* **TEXT UNDER STUDY**:
MORNING SERIAL
IT was not just the lack of PPE that was the issue for many but the way the problem was not fully acknowledged by the Welsh Government.
One Cardiff surgeon told me that the lack of PPE “represents a failure at a local level and at the Welsh Government level” and that there had “been a lack of honesty and transparency over these shortages, with rationing disguised as policy”.
On March 25, we saw the very real risks that staff were exposing themselves to when Dr Habib Zaid, 74, died at Southend Hospital in Essex. He is believed to be the first practicing doctor to die from the virus.
So PPE is essential.
With a deadly virus the public must be careful, act prudently and most importantly, be responsible. Contracting the virus was a risk to the individual, and to those who might become infected through contact. It was also a pressure on the NHS, where resources, including care beds and ventilators were like gold dust in the first week of lockdown.
And yet the Prime Minister didn’t seem to get the memo (or apparently the dozens of scientific papers prepared for him for the last three months). At 11.15am Boris Johnson posted on Twitter a video in which he said he’d tested positive for coronavirus. I saw it pop up immediately while I was in an interview with hospital workers. I’d have felt like such a swine to end an interview while someone was pouring their heart out, so I scrambled to send it to newsdesk while also trying to shorthand what the interviewee was saying.

* **SUPPLIED DATA**:
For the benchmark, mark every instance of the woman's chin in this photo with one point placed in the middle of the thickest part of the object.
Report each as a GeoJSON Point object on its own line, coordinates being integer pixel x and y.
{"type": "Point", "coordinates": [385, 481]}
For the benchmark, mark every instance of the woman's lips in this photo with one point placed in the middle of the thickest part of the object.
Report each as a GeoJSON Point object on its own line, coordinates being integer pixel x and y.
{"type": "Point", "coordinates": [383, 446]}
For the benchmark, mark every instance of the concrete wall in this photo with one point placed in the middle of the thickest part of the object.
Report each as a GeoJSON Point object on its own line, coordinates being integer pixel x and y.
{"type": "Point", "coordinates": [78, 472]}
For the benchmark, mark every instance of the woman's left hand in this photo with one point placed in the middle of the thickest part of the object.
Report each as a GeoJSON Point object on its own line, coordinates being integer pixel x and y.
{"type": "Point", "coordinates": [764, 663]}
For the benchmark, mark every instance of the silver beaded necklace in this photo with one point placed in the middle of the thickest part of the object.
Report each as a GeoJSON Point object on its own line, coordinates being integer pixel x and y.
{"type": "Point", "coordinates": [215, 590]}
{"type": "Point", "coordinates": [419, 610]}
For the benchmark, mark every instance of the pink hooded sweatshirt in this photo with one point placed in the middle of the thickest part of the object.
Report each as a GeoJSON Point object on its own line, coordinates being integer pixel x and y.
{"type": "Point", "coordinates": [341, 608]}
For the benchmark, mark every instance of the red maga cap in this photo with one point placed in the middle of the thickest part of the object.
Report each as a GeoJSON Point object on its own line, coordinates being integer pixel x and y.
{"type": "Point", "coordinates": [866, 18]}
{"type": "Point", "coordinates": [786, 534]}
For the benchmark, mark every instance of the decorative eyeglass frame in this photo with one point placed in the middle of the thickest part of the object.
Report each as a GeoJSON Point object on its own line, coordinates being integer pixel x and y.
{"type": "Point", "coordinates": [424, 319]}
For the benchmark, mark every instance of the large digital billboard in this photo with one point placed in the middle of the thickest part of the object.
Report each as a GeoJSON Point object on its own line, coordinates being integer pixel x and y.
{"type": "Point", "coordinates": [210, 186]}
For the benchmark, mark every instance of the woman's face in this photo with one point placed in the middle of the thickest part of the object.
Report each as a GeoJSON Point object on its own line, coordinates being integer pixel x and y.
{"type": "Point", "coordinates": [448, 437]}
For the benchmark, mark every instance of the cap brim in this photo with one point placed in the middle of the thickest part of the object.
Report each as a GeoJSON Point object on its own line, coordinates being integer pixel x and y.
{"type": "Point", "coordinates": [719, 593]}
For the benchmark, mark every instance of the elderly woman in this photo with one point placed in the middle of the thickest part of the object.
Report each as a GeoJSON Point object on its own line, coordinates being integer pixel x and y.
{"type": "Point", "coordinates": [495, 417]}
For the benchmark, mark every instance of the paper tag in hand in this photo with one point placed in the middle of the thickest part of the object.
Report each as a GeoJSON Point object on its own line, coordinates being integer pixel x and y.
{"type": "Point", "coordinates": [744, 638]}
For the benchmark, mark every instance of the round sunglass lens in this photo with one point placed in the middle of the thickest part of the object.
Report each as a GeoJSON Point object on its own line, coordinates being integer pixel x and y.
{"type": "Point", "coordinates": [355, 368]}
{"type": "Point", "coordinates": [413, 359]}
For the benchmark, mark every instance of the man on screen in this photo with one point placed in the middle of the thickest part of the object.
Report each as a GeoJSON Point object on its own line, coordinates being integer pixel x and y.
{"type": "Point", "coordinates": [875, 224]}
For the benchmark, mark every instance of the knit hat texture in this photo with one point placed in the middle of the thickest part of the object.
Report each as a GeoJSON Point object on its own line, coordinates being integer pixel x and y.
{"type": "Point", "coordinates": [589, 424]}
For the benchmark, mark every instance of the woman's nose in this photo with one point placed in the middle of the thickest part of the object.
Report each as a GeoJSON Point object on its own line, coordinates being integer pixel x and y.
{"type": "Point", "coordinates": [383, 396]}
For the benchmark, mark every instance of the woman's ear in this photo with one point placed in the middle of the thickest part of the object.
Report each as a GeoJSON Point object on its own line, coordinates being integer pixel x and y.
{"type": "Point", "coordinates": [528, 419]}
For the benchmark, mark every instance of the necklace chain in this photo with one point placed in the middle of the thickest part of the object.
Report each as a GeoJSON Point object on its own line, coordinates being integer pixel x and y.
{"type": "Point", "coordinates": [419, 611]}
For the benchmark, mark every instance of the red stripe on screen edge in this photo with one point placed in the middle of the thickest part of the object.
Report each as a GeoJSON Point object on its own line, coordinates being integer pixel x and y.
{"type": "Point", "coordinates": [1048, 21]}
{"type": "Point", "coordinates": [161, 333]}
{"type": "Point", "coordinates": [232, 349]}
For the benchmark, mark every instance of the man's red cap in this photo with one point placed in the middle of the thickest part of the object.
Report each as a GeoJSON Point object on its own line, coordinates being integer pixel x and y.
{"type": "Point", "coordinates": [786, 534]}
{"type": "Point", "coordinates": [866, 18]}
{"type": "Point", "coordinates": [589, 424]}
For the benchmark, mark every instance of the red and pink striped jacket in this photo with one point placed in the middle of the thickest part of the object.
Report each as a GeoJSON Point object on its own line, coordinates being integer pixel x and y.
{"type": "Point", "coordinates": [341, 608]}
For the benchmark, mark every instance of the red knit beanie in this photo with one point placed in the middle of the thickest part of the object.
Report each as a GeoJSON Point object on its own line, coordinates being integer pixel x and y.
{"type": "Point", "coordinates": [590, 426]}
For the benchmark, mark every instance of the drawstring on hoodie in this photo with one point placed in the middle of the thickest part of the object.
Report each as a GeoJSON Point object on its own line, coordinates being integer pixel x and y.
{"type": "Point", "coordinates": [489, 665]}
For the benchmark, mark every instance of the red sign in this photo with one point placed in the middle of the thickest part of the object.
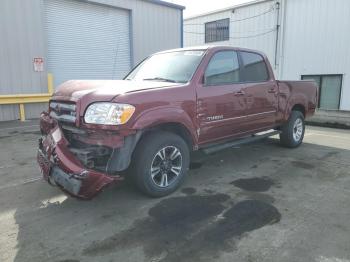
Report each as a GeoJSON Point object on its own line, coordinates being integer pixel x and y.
{"type": "Point", "coordinates": [38, 64]}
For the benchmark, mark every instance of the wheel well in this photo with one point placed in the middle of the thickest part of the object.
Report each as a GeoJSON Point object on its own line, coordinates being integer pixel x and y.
{"type": "Point", "coordinates": [175, 128]}
{"type": "Point", "coordinates": [299, 108]}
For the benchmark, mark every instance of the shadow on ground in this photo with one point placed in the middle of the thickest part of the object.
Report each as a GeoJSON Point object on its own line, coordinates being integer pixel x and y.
{"type": "Point", "coordinates": [198, 223]}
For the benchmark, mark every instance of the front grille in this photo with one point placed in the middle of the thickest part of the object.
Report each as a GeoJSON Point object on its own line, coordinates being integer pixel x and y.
{"type": "Point", "coordinates": [65, 112]}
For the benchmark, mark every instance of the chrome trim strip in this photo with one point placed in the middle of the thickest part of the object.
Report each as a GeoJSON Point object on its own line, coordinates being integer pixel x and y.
{"type": "Point", "coordinates": [65, 118]}
{"type": "Point", "coordinates": [239, 117]}
{"type": "Point", "coordinates": [70, 107]}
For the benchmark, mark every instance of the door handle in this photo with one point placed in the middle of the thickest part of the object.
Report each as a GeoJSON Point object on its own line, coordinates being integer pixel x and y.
{"type": "Point", "coordinates": [240, 93]}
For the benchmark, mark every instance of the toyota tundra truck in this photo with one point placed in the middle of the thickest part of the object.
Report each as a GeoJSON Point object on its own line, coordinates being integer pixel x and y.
{"type": "Point", "coordinates": [145, 126]}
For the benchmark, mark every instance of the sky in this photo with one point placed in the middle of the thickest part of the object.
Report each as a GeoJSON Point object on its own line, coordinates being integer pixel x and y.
{"type": "Point", "coordinates": [195, 7]}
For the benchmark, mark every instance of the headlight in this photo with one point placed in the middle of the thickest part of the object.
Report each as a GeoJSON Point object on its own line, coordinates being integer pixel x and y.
{"type": "Point", "coordinates": [108, 113]}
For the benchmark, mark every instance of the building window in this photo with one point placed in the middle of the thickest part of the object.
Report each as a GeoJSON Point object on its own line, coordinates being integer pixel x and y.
{"type": "Point", "coordinates": [254, 67]}
{"type": "Point", "coordinates": [217, 30]}
{"type": "Point", "coordinates": [329, 90]}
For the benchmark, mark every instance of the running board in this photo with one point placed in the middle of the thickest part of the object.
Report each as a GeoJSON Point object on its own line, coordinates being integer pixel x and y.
{"type": "Point", "coordinates": [258, 136]}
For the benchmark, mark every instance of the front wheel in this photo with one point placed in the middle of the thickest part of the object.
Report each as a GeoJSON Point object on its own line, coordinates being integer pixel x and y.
{"type": "Point", "coordinates": [160, 163]}
{"type": "Point", "coordinates": [293, 131]}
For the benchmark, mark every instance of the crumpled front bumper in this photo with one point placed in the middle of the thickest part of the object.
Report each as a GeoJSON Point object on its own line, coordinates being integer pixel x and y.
{"type": "Point", "coordinates": [60, 167]}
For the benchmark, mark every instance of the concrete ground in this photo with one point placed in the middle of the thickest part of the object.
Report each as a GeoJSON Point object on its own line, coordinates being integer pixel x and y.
{"type": "Point", "coordinates": [260, 202]}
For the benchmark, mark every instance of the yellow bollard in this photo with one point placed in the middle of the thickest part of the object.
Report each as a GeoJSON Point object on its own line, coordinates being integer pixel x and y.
{"type": "Point", "coordinates": [22, 113]}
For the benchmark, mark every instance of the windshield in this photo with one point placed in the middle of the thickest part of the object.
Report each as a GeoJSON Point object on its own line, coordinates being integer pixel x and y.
{"type": "Point", "coordinates": [177, 67]}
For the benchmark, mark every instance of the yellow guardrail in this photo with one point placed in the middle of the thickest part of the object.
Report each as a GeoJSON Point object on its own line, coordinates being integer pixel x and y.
{"type": "Point", "coordinates": [22, 99]}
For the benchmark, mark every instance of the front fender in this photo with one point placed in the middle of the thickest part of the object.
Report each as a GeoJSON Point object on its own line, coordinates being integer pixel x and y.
{"type": "Point", "coordinates": [165, 115]}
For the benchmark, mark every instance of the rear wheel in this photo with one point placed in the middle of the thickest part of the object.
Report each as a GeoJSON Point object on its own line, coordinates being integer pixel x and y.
{"type": "Point", "coordinates": [293, 131]}
{"type": "Point", "coordinates": [160, 164]}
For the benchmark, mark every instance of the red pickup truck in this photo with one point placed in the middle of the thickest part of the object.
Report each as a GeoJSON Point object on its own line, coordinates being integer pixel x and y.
{"type": "Point", "coordinates": [172, 103]}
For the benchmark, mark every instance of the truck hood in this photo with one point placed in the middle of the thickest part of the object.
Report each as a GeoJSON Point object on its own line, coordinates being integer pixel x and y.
{"type": "Point", "coordinates": [104, 89]}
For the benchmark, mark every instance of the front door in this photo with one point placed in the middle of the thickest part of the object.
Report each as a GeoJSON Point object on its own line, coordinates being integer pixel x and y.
{"type": "Point", "coordinates": [261, 93]}
{"type": "Point", "coordinates": [220, 99]}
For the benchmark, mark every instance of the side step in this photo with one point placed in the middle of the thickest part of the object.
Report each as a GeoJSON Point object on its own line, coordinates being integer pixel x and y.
{"type": "Point", "coordinates": [242, 141]}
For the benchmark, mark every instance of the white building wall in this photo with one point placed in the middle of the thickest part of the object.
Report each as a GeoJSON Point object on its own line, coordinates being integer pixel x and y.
{"type": "Point", "coordinates": [154, 27]}
{"type": "Point", "coordinates": [317, 41]}
{"type": "Point", "coordinates": [314, 37]}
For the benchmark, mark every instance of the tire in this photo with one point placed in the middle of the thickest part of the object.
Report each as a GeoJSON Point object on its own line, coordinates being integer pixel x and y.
{"type": "Point", "coordinates": [293, 131]}
{"type": "Point", "coordinates": [167, 156]}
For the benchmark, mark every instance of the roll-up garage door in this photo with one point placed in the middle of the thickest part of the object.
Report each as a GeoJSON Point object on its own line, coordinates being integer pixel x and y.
{"type": "Point", "coordinates": [86, 41]}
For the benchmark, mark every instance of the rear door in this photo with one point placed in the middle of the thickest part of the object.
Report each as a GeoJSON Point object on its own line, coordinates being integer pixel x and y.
{"type": "Point", "coordinates": [261, 93]}
{"type": "Point", "coordinates": [220, 98]}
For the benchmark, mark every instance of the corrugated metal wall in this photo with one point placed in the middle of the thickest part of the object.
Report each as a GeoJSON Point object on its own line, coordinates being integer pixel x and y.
{"type": "Point", "coordinates": [87, 41]}
{"type": "Point", "coordinates": [22, 39]}
{"type": "Point", "coordinates": [153, 28]}
{"type": "Point", "coordinates": [250, 27]}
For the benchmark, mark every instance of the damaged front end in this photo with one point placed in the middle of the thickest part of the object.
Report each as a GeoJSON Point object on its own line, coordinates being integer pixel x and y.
{"type": "Point", "coordinates": [81, 161]}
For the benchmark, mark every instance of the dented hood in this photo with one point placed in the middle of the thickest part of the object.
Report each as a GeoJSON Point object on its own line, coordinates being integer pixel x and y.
{"type": "Point", "coordinates": [104, 89]}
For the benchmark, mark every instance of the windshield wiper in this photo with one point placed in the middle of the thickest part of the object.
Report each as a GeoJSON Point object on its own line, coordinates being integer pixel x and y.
{"type": "Point", "coordinates": [161, 79]}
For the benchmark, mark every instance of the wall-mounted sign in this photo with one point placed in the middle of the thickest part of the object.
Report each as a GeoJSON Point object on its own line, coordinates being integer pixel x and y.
{"type": "Point", "coordinates": [38, 64]}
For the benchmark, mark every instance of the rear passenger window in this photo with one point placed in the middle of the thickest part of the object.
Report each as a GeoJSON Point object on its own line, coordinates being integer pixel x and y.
{"type": "Point", "coordinates": [254, 68]}
{"type": "Point", "coordinates": [222, 69]}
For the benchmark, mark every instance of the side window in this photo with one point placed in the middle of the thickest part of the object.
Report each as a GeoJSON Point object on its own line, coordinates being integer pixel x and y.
{"type": "Point", "coordinates": [222, 69]}
{"type": "Point", "coordinates": [254, 67]}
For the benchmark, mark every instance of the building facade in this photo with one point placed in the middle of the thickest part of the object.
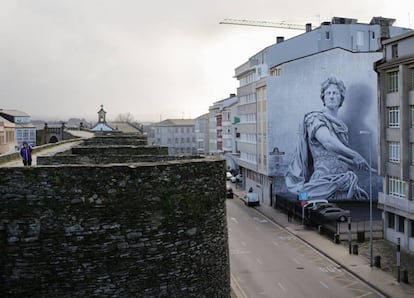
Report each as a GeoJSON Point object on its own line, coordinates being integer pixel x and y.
{"type": "Point", "coordinates": [7, 136]}
{"type": "Point", "coordinates": [281, 83]}
{"type": "Point", "coordinates": [396, 138]}
{"type": "Point", "coordinates": [176, 134]}
{"type": "Point", "coordinates": [202, 132]}
{"type": "Point", "coordinates": [216, 112]}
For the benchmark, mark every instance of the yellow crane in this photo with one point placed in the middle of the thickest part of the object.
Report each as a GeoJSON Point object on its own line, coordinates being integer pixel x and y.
{"type": "Point", "coordinates": [244, 22]}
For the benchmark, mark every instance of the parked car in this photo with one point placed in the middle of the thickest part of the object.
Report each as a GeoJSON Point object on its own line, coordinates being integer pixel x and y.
{"type": "Point", "coordinates": [229, 194]}
{"type": "Point", "coordinates": [251, 199]}
{"type": "Point", "coordinates": [335, 214]}
{"type": "Point", "coordinates": [228, 175]}
{"type": "Point", "coordinates": [320, 206]}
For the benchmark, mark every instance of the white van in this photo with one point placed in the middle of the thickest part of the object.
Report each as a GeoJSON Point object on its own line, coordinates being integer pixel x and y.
{"type": "Point", "coordinates": [312, 203]}
{"type": "Point", "coordinates": [251, 198]}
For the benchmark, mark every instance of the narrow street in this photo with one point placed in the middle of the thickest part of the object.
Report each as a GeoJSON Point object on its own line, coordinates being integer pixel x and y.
{"type": "Point", "coordinates": [266, 260]}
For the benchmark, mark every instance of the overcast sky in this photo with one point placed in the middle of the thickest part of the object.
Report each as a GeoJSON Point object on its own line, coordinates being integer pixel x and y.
{"type": "Point", "coordinates": [155, 59]}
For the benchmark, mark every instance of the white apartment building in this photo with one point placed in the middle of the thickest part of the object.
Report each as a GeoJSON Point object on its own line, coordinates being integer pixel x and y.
{"type": "Point", "coordinates": [176, 134]}
{"type": "Point", "coordinates": [396, 138]}
{"type": "Point", "coordinates": [25, 130]}
{"type": "Point", "coordinates": [202, 131]}
{"type": "Point", "coordinates": [281, 83]}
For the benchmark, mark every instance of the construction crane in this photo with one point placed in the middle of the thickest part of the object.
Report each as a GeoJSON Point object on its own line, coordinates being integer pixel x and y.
{"type": "Point", "coordinates": [263, 24]}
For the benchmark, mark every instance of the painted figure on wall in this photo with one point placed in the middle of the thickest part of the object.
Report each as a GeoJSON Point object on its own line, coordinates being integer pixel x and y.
{"type": "Point", "coordinates": [323, 162]}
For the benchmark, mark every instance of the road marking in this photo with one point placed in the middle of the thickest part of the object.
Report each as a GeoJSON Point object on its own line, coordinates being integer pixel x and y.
{"type": "Point", "coordinates": [239, 252]}
{"type": "Point", "coordinates": [237, 287]}
{"type": "Point", "coordinates": [234, 219]}
{"type": "Point", "coordinates": [275, 243]}
{"type": "Point", "coordinates": [259, 219]}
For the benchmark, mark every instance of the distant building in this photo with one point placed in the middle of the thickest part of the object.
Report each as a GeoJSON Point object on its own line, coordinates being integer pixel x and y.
{"type": "Point", "coordinates": [124, 127]}
{"type": "Point", "coordinates": [396, 135]}
{"type": "Point", "coordinates": [176, 134]}
{"type": "Point", "coordinates": [8, 141]}
{"type": "Point", "coordinates": [201, 131]}
{"type": "Point", "coordinates": [216, 124]}
{"type": "Point", "coordinates": [25, 130]}
{"type": "Point", "coordinates": [102, 125]}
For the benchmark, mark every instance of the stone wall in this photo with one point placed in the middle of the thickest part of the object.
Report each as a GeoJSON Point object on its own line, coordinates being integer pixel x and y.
{"type": "Point", "coordinates": [119, 150]}
{"type": "Point", "coordinates": [139, 230]}
{"type": "Point", "coordinates": [104, 159]}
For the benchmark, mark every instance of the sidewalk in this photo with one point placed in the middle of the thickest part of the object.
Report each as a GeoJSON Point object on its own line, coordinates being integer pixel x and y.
{"type": "Point", "coordinates": [382, 281]}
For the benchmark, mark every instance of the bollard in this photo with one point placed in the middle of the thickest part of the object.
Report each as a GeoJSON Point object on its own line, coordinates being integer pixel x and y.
{"type": "Point", "coordinates": [355, 249]}
{"type": "Point", "coordinates": [405, 276]}
{"type": "Point", "coordinates": [361, 236]}
{"type": "Point", "coordinates": [320, 229]}
{"type": "Point", "coordinates": [377, 261]}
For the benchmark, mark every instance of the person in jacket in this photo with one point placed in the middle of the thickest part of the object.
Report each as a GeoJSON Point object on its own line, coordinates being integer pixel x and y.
{"type": "Point", "coordinates": [26, 154]}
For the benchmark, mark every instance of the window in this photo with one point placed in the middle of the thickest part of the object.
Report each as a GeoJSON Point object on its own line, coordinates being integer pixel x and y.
{"type": "Point", "coordinates": [276, 72]}
{"type": "Point", "coordinates": [360, 38]}
{"type": "Point", "coordinates": [394, 51]}
{"type": "Point", "coordinates": [412, 228]}
{"type": "Point", "coordinates": [396, 187]}
{"type": "Point", "coordinates": [394, 151]}
{"type": "Point", "coordinates": [391, 223]}
{"type": "Point", "coordinates": [412, 154]}
{"type": "Point", "coordinates": [392, 80]}
{"type": "Point", "coordinates": [394, 117]}
{"type": "Point", "coordinates": [412, 78]}
{"type": "Point", "coordinates": [412, 116]}
{"type": "Point", "coordinates": [400, 224]}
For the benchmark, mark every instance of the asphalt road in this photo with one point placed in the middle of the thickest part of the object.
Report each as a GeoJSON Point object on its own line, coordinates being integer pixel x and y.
{"type": "Point", "coordinates": [266, 260]}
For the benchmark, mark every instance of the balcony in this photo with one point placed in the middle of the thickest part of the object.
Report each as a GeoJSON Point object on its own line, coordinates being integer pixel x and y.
{"type": "Point", "coordinates": [396, 205]}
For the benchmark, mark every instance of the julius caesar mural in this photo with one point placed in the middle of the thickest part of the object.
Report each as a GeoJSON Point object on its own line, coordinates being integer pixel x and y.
{"type": "Point", "coordinates": [323, 164]}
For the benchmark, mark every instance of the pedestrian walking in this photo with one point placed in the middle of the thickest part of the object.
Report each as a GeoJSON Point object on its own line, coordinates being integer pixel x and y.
{"type": "Point", "coordinates": [26, 154]}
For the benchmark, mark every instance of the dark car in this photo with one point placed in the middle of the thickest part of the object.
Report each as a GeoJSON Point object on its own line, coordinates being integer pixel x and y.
{"type": "Point", "coordinates": [230, 193]}
{"type": "Point", "coordinates": [320, 206]}
{"type": "Point", "coordinates": [335, 214]}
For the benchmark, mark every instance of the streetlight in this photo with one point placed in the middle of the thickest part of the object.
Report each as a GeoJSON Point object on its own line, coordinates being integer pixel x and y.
{"type": "Point", "coordinates": [366, 132]}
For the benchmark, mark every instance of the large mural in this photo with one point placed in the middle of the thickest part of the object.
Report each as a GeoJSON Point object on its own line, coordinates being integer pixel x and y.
{"type": "Point", "coordinates": [316, 124]}
{"type": "Point", "coordinates": [322, 164]}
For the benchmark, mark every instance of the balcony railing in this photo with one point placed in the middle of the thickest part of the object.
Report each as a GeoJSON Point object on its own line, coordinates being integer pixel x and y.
{"type": "Point", "coordinates": [396, 203]}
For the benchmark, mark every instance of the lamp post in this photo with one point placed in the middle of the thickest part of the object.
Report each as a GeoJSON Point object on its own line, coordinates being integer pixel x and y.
{"type": "Point", "coordinates": [366, 132]}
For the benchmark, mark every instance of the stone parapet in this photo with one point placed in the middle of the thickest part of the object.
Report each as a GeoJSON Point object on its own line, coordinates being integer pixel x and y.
{"type": "Point", "coordinates": [133, 230]}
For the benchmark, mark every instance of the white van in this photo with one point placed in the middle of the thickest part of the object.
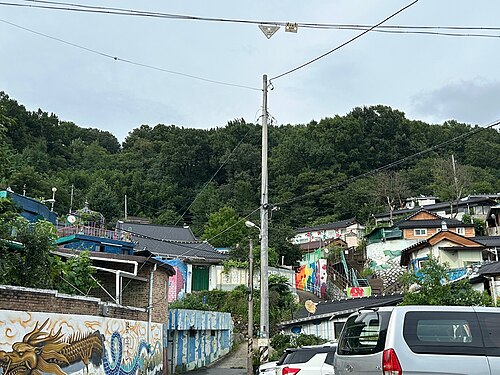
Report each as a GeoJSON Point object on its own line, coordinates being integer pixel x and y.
{"type": "Point", "coordinates": [420, 340]}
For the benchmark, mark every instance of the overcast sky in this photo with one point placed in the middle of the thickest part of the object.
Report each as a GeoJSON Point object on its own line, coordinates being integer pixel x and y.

* **SET OF TASKS**:
• A. For each statement, say yes or no on whether it agrees with the PPE piece, and quote the deciding words from it.
(i) A Cardiff surgeon said rationing had been disguised as policy.
(ii) Dr Habib Zaid died at a hospital in Cardiff.
(iii) Boris Johnson posted a video on Twitter saying he had tested positive for coronavirus.
• B. Reproduce everything in the PPE piece from "On March 25, we" down to "PPE is essential.", word for word.
The rows are separate from the PPE piece.

* **ANSWERS FOR THE TASKS**:
• A.
(i) Yes: "with rationing disguised as policy"
(ii) No: "died at Southend Hospital in Essex"
(iii) Yes: "Boris Johnson posted on Twitter a video in which he said he’d tested positive for coronavirus"

• B.
On March 25, we saw the very real risks that staff were exposing themselves to when Dr Habib Zaid, 74, died at Southend Hospital in Essex. He is believed to be the first practicing doctor to die from the virus.
So PPE is essential.